Data from a point-labeling set
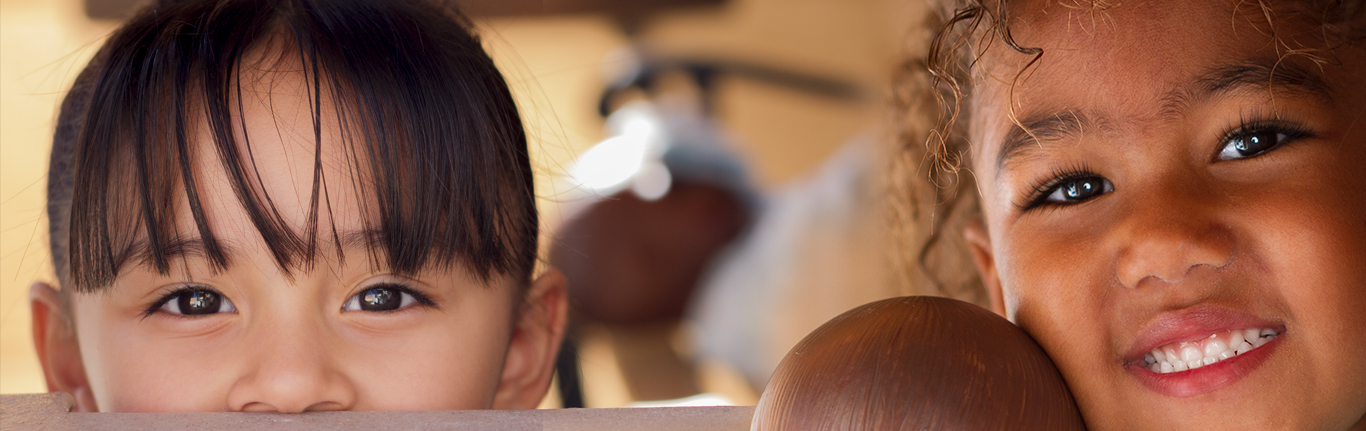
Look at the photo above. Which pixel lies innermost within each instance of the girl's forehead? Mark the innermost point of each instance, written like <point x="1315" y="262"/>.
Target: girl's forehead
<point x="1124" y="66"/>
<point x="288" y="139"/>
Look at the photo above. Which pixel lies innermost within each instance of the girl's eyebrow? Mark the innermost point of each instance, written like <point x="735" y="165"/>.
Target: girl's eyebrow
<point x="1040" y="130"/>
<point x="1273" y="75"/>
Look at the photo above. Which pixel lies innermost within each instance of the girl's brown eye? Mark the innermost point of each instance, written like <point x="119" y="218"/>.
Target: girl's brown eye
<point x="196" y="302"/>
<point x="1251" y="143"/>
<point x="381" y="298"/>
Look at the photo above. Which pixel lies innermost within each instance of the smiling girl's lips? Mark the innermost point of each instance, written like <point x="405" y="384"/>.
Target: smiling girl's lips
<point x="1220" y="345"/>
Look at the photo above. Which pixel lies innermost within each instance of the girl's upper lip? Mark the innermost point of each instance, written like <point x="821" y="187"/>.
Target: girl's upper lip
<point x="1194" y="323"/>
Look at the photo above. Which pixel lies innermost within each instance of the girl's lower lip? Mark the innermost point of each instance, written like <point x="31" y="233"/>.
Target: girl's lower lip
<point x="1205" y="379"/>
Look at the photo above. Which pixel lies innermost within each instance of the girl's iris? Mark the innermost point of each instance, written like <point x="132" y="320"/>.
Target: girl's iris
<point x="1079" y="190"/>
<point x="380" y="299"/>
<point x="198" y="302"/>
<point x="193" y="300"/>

WHAT YOU NEED TO DO
Express the data as a JSON list of strings, one per line, starting at the line containing "the girl's lower" and running through the end of the data. Omit blank lines.

THE SOLUTION
[
  "Look at the photo above. Which pixel lies innermost within each instance of the girl's lower lip? Mark the innermost point of each instance, written like <point x=\"31\" y=\"233\"/>.",
  "Target: girl's lower lip",
  "<point x=\"1205\" y=\"379\"/>",
  "Look at the photo above. Which pixel lies innermost within each instance of the girl's iris? Mark the innermost point of each instance, written like <point x=\"132\" y=\"320\"/>.",
  "Target: girl's iris",
  "<point x=\"1079\" y=\"190\"/>",
  "<point x=\"380\" y=\"299\"/>",
  "<point x=\"198\" y=\"302\"/>",
  "<point x=\"193\" y=\"300\"/>"
]